━━━━━ Task inputs ━━━━━

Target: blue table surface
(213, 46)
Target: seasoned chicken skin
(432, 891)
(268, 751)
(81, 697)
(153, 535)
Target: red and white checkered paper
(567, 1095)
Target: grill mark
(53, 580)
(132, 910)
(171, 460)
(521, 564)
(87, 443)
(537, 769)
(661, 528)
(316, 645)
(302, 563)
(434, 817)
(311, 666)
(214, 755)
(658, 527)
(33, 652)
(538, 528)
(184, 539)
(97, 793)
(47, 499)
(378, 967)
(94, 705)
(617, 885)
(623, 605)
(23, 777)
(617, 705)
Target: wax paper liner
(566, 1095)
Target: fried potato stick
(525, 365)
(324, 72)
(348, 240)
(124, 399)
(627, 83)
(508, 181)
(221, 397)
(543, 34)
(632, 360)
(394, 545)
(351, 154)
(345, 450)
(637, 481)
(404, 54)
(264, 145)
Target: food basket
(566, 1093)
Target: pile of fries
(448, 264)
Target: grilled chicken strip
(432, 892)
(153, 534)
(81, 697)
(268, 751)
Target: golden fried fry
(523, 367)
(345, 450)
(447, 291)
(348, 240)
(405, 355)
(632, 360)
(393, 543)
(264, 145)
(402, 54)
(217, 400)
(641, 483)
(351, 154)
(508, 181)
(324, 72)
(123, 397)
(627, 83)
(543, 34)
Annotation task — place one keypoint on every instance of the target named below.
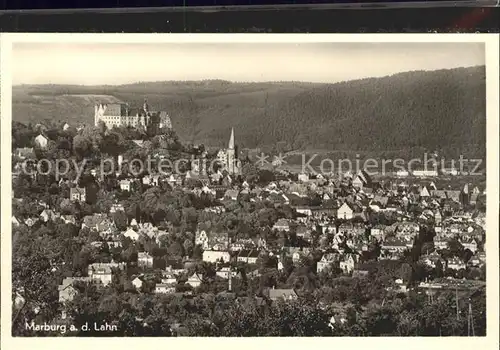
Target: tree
(121, 220)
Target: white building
(216, 255)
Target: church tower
(231, 156)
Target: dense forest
(439, 110)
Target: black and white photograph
(234, 187)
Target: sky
(118, 63)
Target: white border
(491, 341)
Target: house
(144, 260)
(345, 212)
(402, 173)
(425, 173)
(77, 194)
(137, 282)
(48, 215)
(394, 245)
(66, 289)
(303, 177)
(282, 225)
(195, 280)
(456, 264)
(424, 193)
(347, 263)
(326, 260)
(361, 180)
(248, 256)
(161, 288)
(469, 243)
(125, 185)
(282, 294)
(304, 211)
(15, 222)
(303, 232)
(378, 232)
(225, 272)
(440, 243)
(41, 141)
(151, 180)
(132, 234)
(25, 153)
(431, 259)
(201, 238)
(216, 255)
(103, 271)
(475, 261)
(231, 194)
(169, 278)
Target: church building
(228, 158)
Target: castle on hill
(120, 114)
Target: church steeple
(231, 139)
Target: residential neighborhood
(267, 235)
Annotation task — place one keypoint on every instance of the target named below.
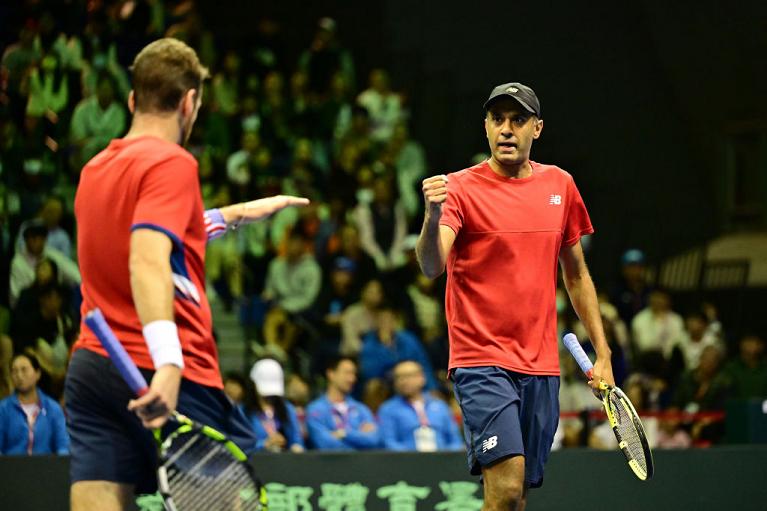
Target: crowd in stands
(330, 296)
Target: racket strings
(202, 474)
(627, 430)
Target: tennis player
(142, 233)
(500, 228)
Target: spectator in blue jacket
(414, 420)
(335, 420)
(390, 344)
(272, 416)
(30, 421)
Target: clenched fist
(434, 194)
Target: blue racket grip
(575, 349)
(130, 373)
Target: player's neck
(29, 397)
(516, 171)
(164, 126)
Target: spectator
(698, 335)
(273, 417)
(324, 58)
(30, 421)
(51, 214)
(275, 112)
(429, 318)
(656, 330)
(327, 313)
(46, 274)
(25, 261)
(704, 388)
(48, 89)
(97, 120)
(409, 161)
(240, 166)
(414, 420)
(6, 353)
(748, 372)
(292, 284)
(17, 59)
(360, 318)
(226, 85)
(383, 226)
(350, 247)
(235, 387)
(632, 293)
(389, 345)
(47, 332)
(297, 391)
(336, 421)
(385, 106)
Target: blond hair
(163, 71)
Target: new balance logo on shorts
(489, 443)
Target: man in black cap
(500, 228)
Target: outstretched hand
(255, 210)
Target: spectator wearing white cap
(273, 418)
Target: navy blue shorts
(507, 414)
(108, 442)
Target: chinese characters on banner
(451, 496)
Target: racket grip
(575, 349)
(128, 370)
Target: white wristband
(164, 346)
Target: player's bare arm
(583, 296)
(255, 210)
(152, 289)
(435, 241)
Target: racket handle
(575, 349)
(128, 370)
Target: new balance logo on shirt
(489, 443)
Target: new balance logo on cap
(489, 443)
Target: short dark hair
(163, 72)
(336, 361)
(32, 360)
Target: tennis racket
(621, 414)
(199, 467)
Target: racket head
(199, 468)
(629, 432)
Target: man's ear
(189, 102)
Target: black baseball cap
(524, 95)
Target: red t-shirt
(145, 182)
(502, 270)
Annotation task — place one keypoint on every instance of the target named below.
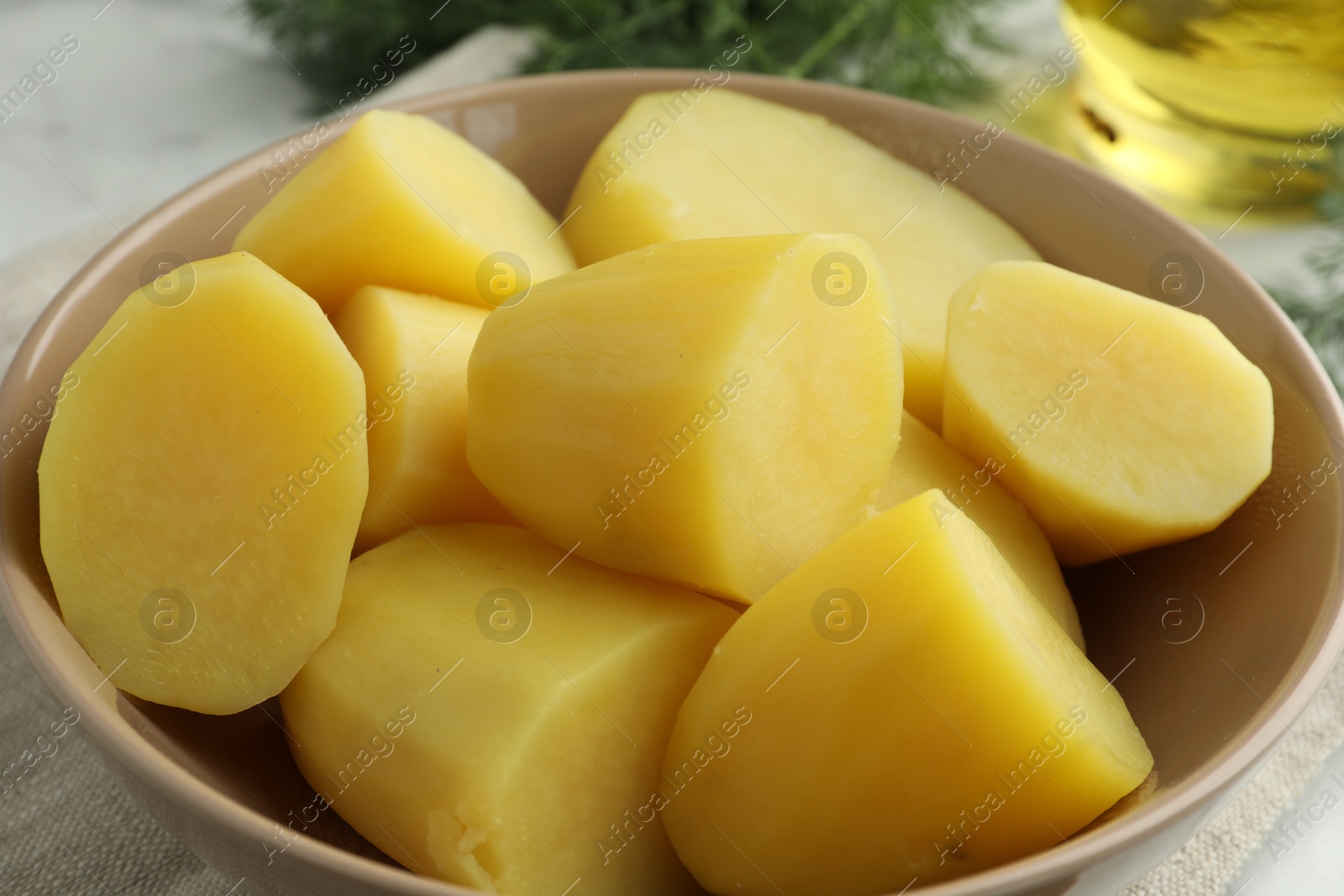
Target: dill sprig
(1319, 312)
(895, 46)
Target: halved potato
(413, 351)
(718, 163)
(904, 703)
(202, 488)
(401, 201)
(927, 463)
(495, 716)
(710, 411)
(1120, 422)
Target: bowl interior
(1211, 641)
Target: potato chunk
(401, 201)
(927, 463)
(709, 411)
(911, 708)
(492, 716)
(1120, 422)
(202, 488)
(413, 351)
(723, 164)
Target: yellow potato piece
(1120, 422)
(723, 164)
(710, 411)
(913, 710)
(202, 488)
(488, 715)
(413, 351)
(401, 201)
(927, 463)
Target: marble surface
(160, 93)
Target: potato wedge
(413, 351)
(924, 461)
(1120, 422)
(491, 716)
(706, 411)
(202, 488)
(718, 163)
(400, 201)
(911, 707)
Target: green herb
(1320, 311)
(905, 47)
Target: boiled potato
(413, 351)
(1120, 422)
(202, 488)
(927, 463)
(400, 201)
(911, 708)
(725, 164)
(710, 411)
(494, 716)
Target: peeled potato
(413, 351)
(710, 411)
(927, 463)
(1120, 422)
(202, 488)
(492, 716)
(723, 164)
(401, 201)
(913, 710)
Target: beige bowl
(1216, 644)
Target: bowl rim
(1227, 768)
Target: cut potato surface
(723, 164)
(913, 710)
(413, 351)
(202, 488)
(1120, 422)
(401, 201)
(710, 411)
(492, 718)
(924, 461)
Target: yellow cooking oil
(1214, 102)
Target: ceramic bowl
(1216, 644)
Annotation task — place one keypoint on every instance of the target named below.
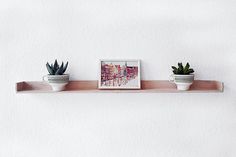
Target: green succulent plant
(56, 69)
(182, 70)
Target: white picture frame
(119, 74)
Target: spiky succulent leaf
(56, 66)
(190, 71)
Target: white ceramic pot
(183, 82)
(57, 82)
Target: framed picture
(119, 74)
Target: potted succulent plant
(56, 77)
(183, 76)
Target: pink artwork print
(120, 74)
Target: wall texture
(160, 33)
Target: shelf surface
(147, 86)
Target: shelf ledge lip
(147, 86)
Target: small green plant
(182, 70)
(56, 69)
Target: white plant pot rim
(183, 75)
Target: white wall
(161, 33)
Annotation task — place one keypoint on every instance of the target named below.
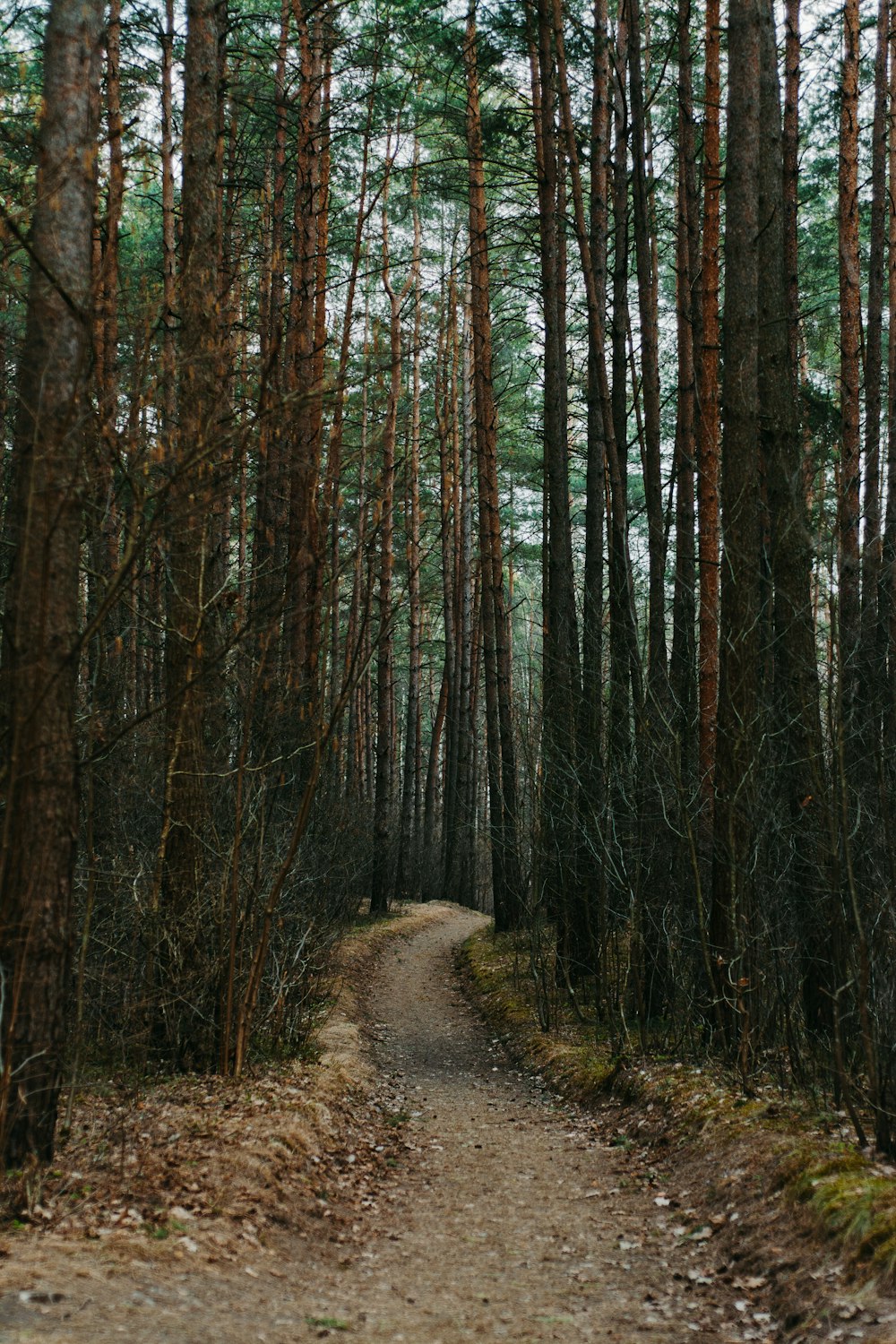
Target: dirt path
(504, 1217)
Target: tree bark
(40, 628)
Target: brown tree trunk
(562, 685)
(383, 800)
(850, 343)
(409, 857)
(495, 626)
(40, 628)
(301, 625)
(737, 730)
(802, 819)
(708, 445)
(194, 562)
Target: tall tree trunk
(802, 819)
(850, 341)
(409, 857)
(194, 564)
(495, 626)
(40, 626)
(737, 730)
(562, 685)
(383, 801)
(708, 444)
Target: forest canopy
(449, 451)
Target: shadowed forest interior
(447, 452)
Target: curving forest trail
(504, 1215)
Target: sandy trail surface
(501, 1215)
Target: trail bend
(503, 1215)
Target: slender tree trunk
(495, 626)
(562, 685)
(409, 859)
(737, 731)
(708, 462)
(383, 803)
(850, 343)
(40, 626)
(194, 562)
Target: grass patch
(850, 1196)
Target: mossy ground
(797, 1150)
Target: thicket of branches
(447, 454)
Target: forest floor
(416, 1185)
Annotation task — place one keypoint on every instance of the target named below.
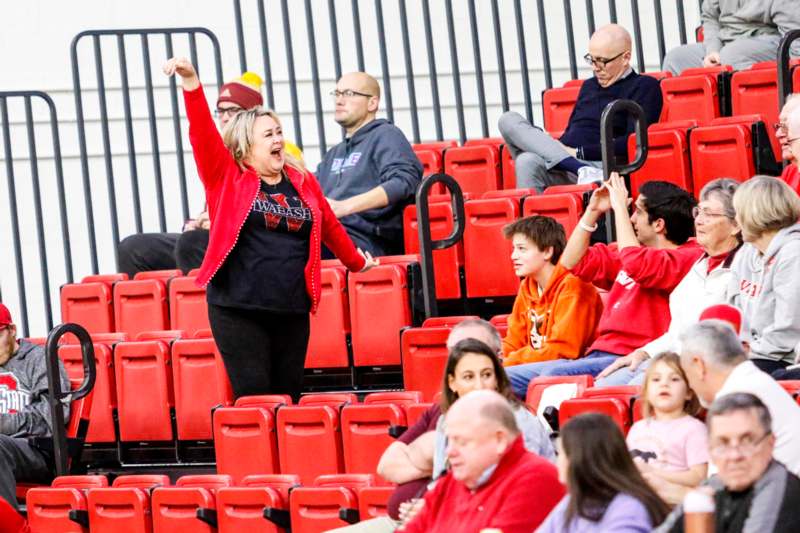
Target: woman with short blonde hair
(765, 284)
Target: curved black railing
(426, 244)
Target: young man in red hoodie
(652, 254)
(493, 483)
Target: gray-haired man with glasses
(541, 161)
(752, 491)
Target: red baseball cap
(5, 316)
(726, 313)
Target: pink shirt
(671, 445)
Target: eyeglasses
(348, 93)
(230, 111)
(747, 446)
(705, 213)
(600, 62)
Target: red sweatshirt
(517, 497)
(791, 175)
(639, 280)
(231, 191)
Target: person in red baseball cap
(24, 411)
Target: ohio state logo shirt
(13, 398)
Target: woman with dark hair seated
(606, 492)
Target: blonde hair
(672, 360)
(238, 136)
(764, 203)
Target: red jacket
(639, 280)
(231, 191)
(518, 496)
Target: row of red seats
(204, 503)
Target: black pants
(264, 353)
(162, 251)
(20, 461)
(768, 365)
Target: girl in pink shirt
(669, 443)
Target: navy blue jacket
(378, 154)
(583, 131)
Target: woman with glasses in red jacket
(269, 219)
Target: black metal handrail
(784, 73)
(426, 244)
(610, 163)
(57, 397)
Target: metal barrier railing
(98, 38)
(426, 244)
(418, 14)
(28, 97)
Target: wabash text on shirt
(12, 398)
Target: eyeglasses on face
(229, 111)
(348, 93)
(600, 62)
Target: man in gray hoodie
(24, 411)
(737, 33)
(373, 174)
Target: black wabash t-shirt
(265, 270)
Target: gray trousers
(535, 154)
(20, 461)
(741, 53)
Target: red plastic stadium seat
(446, 262)
(379, 309)
(431, 161)
(327, 345)
(175, 508)
(201, 383)
(144, 391)
(316, 509)
(101, 424)
(365, 432)
(557, 105)
(312, 430)
(244, 436)
(49, 507)
(483, 232)
(538, 385)
(755, 92)
(475, 168)
(565, 208)
(721, 150)
(88, 304)
(373, 502)
(424, 358)
(667, 156)
(616, 409)
(187, 305)
(125, 507)
(241, 508)
(690, 97)
(140, 305)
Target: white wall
(35, 38)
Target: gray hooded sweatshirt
(727, 20)
(24, 411)
(767, 290)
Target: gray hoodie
(767, 290)
(727, 20)
(24, 411)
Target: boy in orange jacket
(555, 314)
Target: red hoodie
(639, 280)
(231, 191)
(516, 498)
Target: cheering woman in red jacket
(269, 219)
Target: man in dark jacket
(24, 411)
(373, 174)
(752, 492)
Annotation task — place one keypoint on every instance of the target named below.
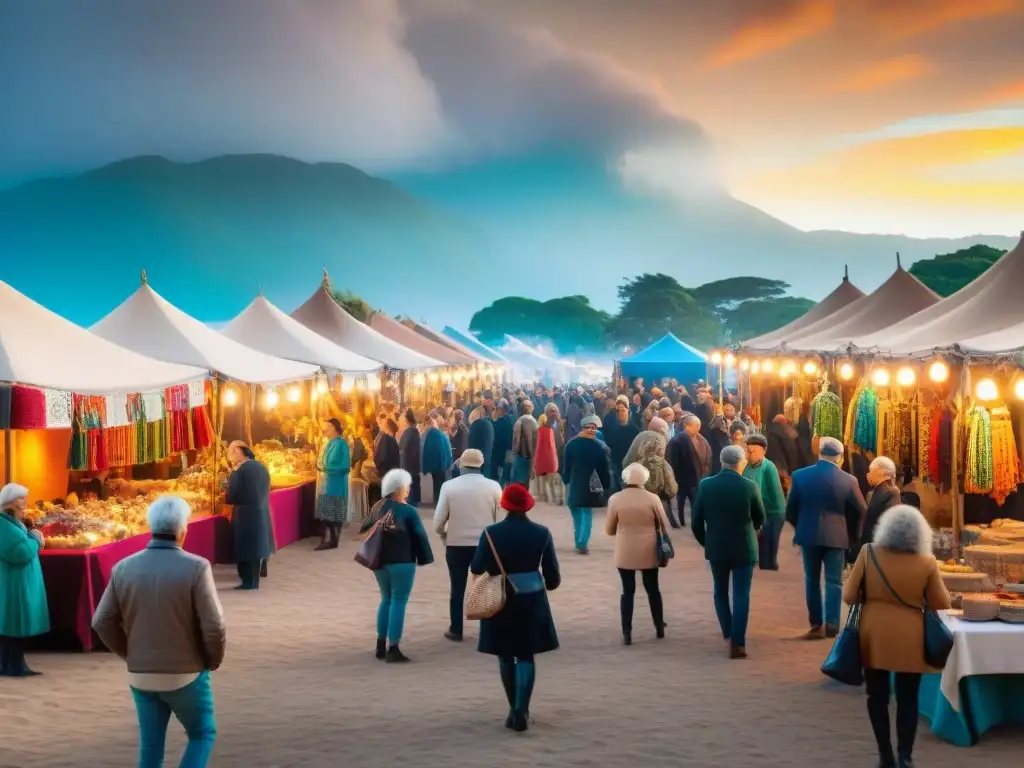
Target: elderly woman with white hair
(161, 614)
(404, 545)
(891, 579)
(24, 611)
(885, 495)
(635, 518)
(826, 509)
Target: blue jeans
(395, 582)
(583, 522)
(833, 559)
(520, 470)
(768, 544)
(193, 706)
(732, 620)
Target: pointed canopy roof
(983, 311)
(845, 294)
(472, 342)
(41, 348)
(264, 327)
(322, 314)
(406, 336)
(428, 333)
(896, 299)
(147, 324)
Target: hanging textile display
(1006, 464)
(978, 468)
(826, 415)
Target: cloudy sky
(897, 116)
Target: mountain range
(432, 245)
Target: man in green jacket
(764, 473)
(727, 514)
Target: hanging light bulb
(986, 390)
(905, 377)
(938, 372)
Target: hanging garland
(978, 477)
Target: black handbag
(938, 638)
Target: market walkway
(300, 686)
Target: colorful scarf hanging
(58, 409)
(28, 408)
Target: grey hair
(884, 464)
(168, 515)
(903, 528)
(11, 493)
(394, 480)
(731, 456)
(636, 474)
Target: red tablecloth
(76, 579)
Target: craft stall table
(982, 685)
(76, 579)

━━━━━

What the exercise asks: Leaving out every picture, extract verbatim the lines from the one containing "Target: black pants" through the last line of the listing, inclusive.

Solution for this problem:
Target: black pants
(264, 353)
(162, 251)
(20, 461)
(768, 365)
Target: girl in pink shirt
(669, 443)
Target: navy blue jacket
(378, 154)
(583, 131)
Target: woman with glasses in red jacket
(269, 219)
Target: black metal handrail
(784, 73)
(426, 244)
(610, 163)
(57, 397)
Target: metal barrier railing
(98, 38)
(426, 244)
(418, 14)
(28, 97)
Target: wabash text on shirt
(12, 398)
Target: eyeglasses on face
(229, 111)
(348, 93)
(600, 62)
Target: man in gray hoodie
(24, 411)
(737, 33)
(373, 174)
Target: black wabash t-shirt
(265, 270)
Target: gray trousers
(535, 154)
(20, 461)
(741, 53)
Target: red plastic stadium seat
(446, 262)
(379, 309)
(431, 161)
(327, 345)
(175, 508)
(201, 383)
(144, 391)
(316, 509)
(101, 424)
(365, 432)
(557, 105)
(312, 430)
(244, 436)
(49, 507)
(483, 232)
(538, 385)
(755, 92)
(475, 168)
(565, 208)
(721, 150)
(88, 304)
(373, 502)
(424, 358)
(667, 156)
(616, 409)
(187, 305)
(125, 507)
(241, 508)
(690, 97)
(140, 305)
Target: white wall
(35, 38)
Target: gray hooded sweatshirt
(727, 20)
(24, 411)
(767, 290)
Target: gray hoodie
(767, 290)
(727, 20)
(24, 411)
Target: boy in orange jacket
(555, 314)
Target: red hoodie
(639, 280)
(231, 191)
(516, 498)
Target: cheering woman in red jacket
(269, 219)
Target: man in dark jacket
(24, 411)
(373, 174)
(752, 492)
Annotation task — place one keypoint on every instance of the target named below.
Target: elderly woman with white hair
(161, 614)
(404, 545)
(891, 579)
(24, 611)
(885, 495)
(635, 518)
(826, 509)
Target: blue jeans
(395, 582)
(583, 522)
(833, 559)
(520, 470)
(768, 544)
(193, 706)
(732, 620)
Target: pointed canopy roof
(983, 311)
(845, 294)
(472, 342)
(41, 348)
(264, 327)
(322, 314)
(406, 336)
(428, 333)
(896, 299)
(147, 324)
Target: hanging textile display
(1006, 464)
(978, 468)
(826, 415)
Target: cloudy sky
(897, 116)
Target: mountain range
(432, 245)
Target: man in green jacket
(764, 473)
(727, 514)
Target: hanging light bulb
(986, 390)
(905, 377)
(938, 372)
Target: hanging garland
(978, 477)
Target: black handbag
(938, 638)
Target: market walkway
(300, 686)
Target: colorful scarf hanging
(58, 409)
(28, 408)
Target: grey hair
(884, 464)
(168, 515)
(903, 528)
(11, 493)
(394, 480)
(731, 456)
(636, 474)
Target: red tablecloth
(76, 579)
Target: craft stall table
(982, 685)
(76, 579)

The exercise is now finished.